--- Records for processing ---

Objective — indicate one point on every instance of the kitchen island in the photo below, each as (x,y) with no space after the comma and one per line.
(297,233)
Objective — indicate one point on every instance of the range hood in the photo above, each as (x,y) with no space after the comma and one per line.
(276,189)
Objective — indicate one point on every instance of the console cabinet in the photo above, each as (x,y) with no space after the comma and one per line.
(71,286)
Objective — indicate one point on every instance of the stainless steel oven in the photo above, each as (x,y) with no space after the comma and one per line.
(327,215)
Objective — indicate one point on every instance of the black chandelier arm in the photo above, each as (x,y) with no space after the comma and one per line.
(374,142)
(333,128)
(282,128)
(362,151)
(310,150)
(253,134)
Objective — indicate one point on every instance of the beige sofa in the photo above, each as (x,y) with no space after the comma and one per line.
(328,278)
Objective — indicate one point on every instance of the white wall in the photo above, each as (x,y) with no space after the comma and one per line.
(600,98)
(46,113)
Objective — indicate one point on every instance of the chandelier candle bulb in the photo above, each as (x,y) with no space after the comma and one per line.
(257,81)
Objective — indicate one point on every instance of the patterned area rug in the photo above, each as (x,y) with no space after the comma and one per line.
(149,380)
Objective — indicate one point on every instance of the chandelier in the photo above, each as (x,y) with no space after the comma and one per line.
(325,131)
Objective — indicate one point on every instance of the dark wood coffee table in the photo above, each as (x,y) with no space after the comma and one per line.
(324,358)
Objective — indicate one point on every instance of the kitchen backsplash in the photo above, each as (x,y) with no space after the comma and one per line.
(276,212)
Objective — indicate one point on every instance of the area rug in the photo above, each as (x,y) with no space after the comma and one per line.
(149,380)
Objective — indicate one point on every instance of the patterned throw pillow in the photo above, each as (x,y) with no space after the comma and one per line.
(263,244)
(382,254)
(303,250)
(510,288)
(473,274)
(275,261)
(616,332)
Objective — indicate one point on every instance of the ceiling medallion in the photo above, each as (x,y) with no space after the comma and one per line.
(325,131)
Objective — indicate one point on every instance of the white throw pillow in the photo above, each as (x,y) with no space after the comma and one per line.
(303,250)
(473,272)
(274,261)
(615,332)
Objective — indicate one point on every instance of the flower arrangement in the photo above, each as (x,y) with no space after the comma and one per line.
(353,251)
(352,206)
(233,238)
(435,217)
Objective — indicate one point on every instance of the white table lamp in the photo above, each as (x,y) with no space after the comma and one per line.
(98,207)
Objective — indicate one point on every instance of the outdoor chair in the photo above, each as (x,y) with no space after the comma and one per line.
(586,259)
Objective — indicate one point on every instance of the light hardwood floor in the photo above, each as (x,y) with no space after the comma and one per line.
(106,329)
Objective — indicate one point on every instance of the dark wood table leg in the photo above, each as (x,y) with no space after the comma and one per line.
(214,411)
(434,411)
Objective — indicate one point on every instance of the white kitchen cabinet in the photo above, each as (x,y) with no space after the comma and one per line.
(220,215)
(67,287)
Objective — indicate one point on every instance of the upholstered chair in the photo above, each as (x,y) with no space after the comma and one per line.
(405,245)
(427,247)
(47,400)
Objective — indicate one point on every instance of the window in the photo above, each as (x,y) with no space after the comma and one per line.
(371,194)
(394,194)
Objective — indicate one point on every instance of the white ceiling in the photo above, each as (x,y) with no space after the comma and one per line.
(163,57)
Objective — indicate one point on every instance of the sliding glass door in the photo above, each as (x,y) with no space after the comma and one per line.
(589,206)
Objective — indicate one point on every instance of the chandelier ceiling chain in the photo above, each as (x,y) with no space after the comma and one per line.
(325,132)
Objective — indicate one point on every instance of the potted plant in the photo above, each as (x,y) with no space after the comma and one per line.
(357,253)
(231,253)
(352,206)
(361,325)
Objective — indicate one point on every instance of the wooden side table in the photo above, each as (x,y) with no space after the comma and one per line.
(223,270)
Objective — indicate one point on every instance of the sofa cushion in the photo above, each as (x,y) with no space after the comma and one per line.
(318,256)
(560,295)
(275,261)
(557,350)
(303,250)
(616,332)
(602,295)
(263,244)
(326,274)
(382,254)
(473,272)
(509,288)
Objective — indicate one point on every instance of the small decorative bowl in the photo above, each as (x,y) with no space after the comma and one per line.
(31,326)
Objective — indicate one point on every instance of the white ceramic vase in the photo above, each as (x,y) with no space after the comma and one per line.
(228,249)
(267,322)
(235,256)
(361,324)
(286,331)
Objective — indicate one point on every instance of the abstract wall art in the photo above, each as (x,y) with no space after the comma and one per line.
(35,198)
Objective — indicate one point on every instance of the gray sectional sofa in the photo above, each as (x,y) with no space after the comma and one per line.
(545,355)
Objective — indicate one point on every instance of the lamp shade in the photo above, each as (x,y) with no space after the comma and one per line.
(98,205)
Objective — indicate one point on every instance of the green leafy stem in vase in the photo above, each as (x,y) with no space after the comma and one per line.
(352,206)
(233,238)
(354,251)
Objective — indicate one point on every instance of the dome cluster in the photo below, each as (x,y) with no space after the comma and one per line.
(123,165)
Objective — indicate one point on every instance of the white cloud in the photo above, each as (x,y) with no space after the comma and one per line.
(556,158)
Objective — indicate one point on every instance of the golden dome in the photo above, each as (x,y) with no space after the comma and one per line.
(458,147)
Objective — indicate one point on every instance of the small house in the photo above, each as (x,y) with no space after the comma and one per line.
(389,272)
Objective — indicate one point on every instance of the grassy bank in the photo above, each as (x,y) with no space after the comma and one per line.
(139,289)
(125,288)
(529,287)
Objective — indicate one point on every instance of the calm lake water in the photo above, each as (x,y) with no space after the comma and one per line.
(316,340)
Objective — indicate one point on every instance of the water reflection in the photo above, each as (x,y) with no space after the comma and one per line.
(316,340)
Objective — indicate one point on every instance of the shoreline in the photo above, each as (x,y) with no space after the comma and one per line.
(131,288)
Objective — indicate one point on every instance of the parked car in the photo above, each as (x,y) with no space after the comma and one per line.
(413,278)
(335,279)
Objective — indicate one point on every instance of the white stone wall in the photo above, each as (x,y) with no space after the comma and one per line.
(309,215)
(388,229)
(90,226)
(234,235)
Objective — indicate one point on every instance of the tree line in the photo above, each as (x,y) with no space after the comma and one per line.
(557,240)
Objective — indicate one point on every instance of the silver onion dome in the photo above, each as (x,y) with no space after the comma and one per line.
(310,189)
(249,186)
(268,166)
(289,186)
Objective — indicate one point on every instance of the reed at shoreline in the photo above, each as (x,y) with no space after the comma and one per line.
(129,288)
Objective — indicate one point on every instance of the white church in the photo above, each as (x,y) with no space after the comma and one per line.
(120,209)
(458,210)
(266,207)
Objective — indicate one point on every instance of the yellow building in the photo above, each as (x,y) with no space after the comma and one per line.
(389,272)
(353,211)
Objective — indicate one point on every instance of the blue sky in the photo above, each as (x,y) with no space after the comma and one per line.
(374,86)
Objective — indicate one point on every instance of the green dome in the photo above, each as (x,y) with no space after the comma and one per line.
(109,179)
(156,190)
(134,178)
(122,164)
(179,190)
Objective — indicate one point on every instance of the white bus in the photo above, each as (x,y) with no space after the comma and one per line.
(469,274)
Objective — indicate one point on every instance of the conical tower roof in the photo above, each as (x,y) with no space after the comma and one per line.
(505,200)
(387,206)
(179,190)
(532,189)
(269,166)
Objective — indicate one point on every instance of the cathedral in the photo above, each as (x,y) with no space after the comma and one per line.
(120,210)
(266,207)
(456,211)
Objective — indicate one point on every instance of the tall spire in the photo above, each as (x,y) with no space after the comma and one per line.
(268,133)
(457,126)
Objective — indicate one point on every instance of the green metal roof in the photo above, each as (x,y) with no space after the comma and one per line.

---

Restate the whole listing exactly, leaving out nothing.

__Task response__:
Objective — indicate one point on every instance of the kitchen island in the photo below, each as (x,y) with no space after the comma and one per line.
(297,233)
Objective — indicate one point on every instance of the range hood in the photo above, each as (x,y) with no space after the comma and one per line.
(276,189)
Objective — indicate one point on every instance of the console cabinet in the photo above, each as (x,y) with no space after the comma and one per line.
(71,286)
Objective — indicate one point on every instance of the stainless steel oven in the photo above, each as (x,y) with no space after the comma and one per line.
(327,215)
Objective — indicate one point on every instance of the black chandelier arm in the photo above, each as (x,y) with no space after the comma and one per line.
(374,142)
(333,128)
(282,128)
(362,151)
(310,150)
(253,134)
Objective — indicate one point on every instance of the beige sofa in the photo above, each as (x,y) with no space after the comma and one per line.
(328,278)
Objective — indicate one point on every instance of the white wall in the photo above, each as (x,y) with no space after the comma and one per line.
(600,98)
(46,113)
Objective — indicate one point on every instance of the chandelier candle bulb in the photo above, each as (x,y) with no space after the comma and one per line.
(257,81)
Objective — indicate one point on every instance of the patterned area rug in the photo above, each as (x,y) with no space after the comma and one per line.
(149,380)
Objective — indicate one point on every instance of the chandelier in the photo above, each as (x,y) with no space after the comma and one per line.
(325,131)
Objective — indicate one point on every instance of the dark wood coffee table in the photo above, each as (x,y) with no space after the comma and one per line.
(324,358)
Objective — indicate one point on every instance of the kitchen backsplash in the photo above, each as (x,y) with no space after the comma and one per line.
(276,212)
Objective — indicate one point on every instance of the area rug in the photo above, each as (x,y) with no space after the comma and one per line.
(149,380)
Objective — indicate one point on every instance of the patterned throw pillow in the photo above, each as (x,y) with no space after the comma and one per line.
(263,244)
(382,254)
(303,250)
(510,288)
(473,274)
(275,261)
(616,332)
Objective — indicate one point on every instance of the ceiling medallion in the photo above, each as (x,y) with no space after the comma and one per line.
(325,131)
Objective — indicate one point on every instance of the white throw pillow in the photo above, each as (x,y) with no space after the comma and one per line.
(303,250)
(473,272)
(274,261)
(615,332)
Objective — indicate one point on every instance of the flower arrangement in the photo above, each as (x,y) with no space after the comma and one per line.
(353,251)
(352,206)
(233,238)
(435,217)
Objective — indicate one point on every instance of the white table lamp in the photo above, each as (x,y) with no space after the comma and one per line.
(98,207)
Objective — indicate one point on every instance of the outdoor chair in the photo above, each as (x,y) with no space after the comma and one per line.
(586,259)
Objective — indicate one point on every instance of the light hardwood floor in the photo above, each as (x,y) with no space after the comma and one per line.
(106,329)
Objective — indicate one point on every instance of the dark wood table leg in the photo above, each as (x,y) with no space after the comma and one per line.
(214,411)
(434,411)
Objective — indicate one point on every instance of the white kitchen cabinet in the photo above, each as (x,y) with no space after the comma and one per line.
(220,215)
(67,287)
Objective — indicate one point on every instance of the upholstered chair in the photo above, each as (x,y) with no space after the comma and one per line.
(405,245)
(427,247)
(47,400)
Objective — indicate one point on every instance of the window in the photo above, each as (x,y) with no space after the comma and one per line.
(371,194)
(394,194)
Objective — indicate one point on every instance of the white ceiling in the photo above, each as (x,y) with no space after the comma and one per line.
(163,57)
Objective — indicate one point on every instance of the sliding glass door in the photo above, each as (x,y) with no space after the comma and one per line.
(589,206)
Objective — indicate one point on every instance of the chandelier ceiling chain in the photo above, each as (x,y) with no space after the comma and one per line.
(325,132)
Objective — indicate one point on every instance of the potted plant in the photo above, each as (x,y) with no space after the comma and one per line.
(357,253)
(231,253)
(352,206)
(361,325)
Objective — indicate one point on every instance of the wooden side table in the photo above, each as (x,y) with no space after the comma and one per line.
(223,270)
Objective — indicate one point on every instance of the sofa cushion in the photo above, each as (x,y) with no space after the comma and one per line.
(318,256)
(560,295)
(275,261)
(557,350)
(303,250)
(616,332)
(602,295)
(263,244)
(326,274)
(382,254)
(473,272)
(509,288)
Objective — indicate one point on every instance of the small decorative bowl in the photo above, each as (x,y) with no space after the comma and one per line.
(31,326)
Objective — indicate one point on every instance of the white ceramic vase in the photo above, each as (x,y) with no space after the comma and one per line.
(228,249)
(267,322)
(235,256)
(361,324)
(286,331)
Objective — indicate one point on every instance of the abstract wall art in the photo above, each as (x,y) with no space after the comma and one per line.
(35,198)
Objective — indicate one point on every instance of the gray sectional sofa in the photo above, each as (x,y) with no space after the comma and one per line.
(545,355)
Objective — indicate one point on every instance of the lamp shade in the photo above, each as (x,y) with no space after the comma and one per line.
(98,205)
Objective — indicate one point on every instance of the green leafy stem in vase in the photo above, each as (x,y) with no space after the comma and one per line.
(352,206)
(233,238)
(354,251)
Objective — indicate one point on every instance of the dome cluster in the photo below, each as (x,y) with no space after the comma and one per line.
(123,165)
Objective — indicate one point on every instance of the white cloud in the photo above, each as (x,y) with no space after the comma and one per line.
(556,158)
Objective — indicate one point on every instance of the golden dome in the photo above, each as (x,y) with no space after the comma and one per line.
(458,147)
Objective — indicate one point on every instance of the small house in the photo above, each as (x,y) with no space after the comma and one per line.
(389,272)
Objective — indicate one point on every instance of the grassy bank in the photo above, each as (x,y) with no space after the comma and one per line.
(139,289)
(125,288)
(529,287)
Objective — indicate one point on every instance of the calm lake water in the photo above, each as (x,y) with no space after the comma and one per line.
(316,340)
Objective — indicate one point on every instance of the water reflection in the photo above, each as (x,y) with no space after the comma and one per line.
(316,340)
Objective — indicate one point on every instance of the shoreline in the photo above, each as (x,y) with no space after the comma and one per line.
(131,288)
Objective — indicate one point on every instance of the parked car in the photo above, each as (x,y) with no space after the comma and one per line.
(413,278)
(335,279)
Objective — indicate one point on every instance of the white stone wall in the photo above, each as (x,y) with no space after the comma and one per line.
(309,215)
(388,229)
(90,226)
(234,235)
Objective — indicate one point on every instance of the tree line in the photo above, each as (x,y) with no space after the comma and one per line.
(557,240)
Objective — indicate one point on every instance of the silver onion dome in the photo above, each as (x,y) with no space after the comma and one per line.
(310,189)
(249,186)
(268,166)
(289,186)
Objective — indicate one point on every instance of the reed at shoreline in the photo above, each as (x,y) with no space after the comma and one per line.
(129,288)
Objective — indicate one point on every instance of the white church in the photo above, each as (x,y) with no space after the comma and one per line.
(120,209)
(458,210)
(266,207)
Objective — indicate one point on every instance of the yellow building in the photo above, each as (x,y) with no space after the comma and one per line.
(389,272)
(353,211)
Objective — indicate one point on every instance of the blue sky in the photo above, each as (x,y) with no space after the comma and one per line.
(374,86)
Objective — indicate one point on every instance of the green dome in the photo above, each as (x,y) with no space after the comma and one per line.
(109,179)
(156,190)
(134,178)
(122,164)
(179,190)
Objective — indicate one point on every instance of the white bus in the photo above, each as (x,y) with no space after the comma and one per line.
(469,274)
Objective — indicate one point on every instance of the conical tower roof in the photo above, each as (x,y) with no space after the comma and one per line.
(505,200)
(387,206)
(179,190)
(532,189)
(269,166)
Objective — indicate one point on every instance of the cathedral in the photo above, each as (x,y) with no space after the comma and one per line.
(120,210)
(266,207)
(456,211)
Objective — indicate one point on every instance of the tall spire in the photo above, each as (x,y) with no space after the comma and one per line.
(268,133)
(457,126)
Objective — indicate one point on every instance of the green metal roof in the photo above, each as (x,y) with no space after the comma and one per line.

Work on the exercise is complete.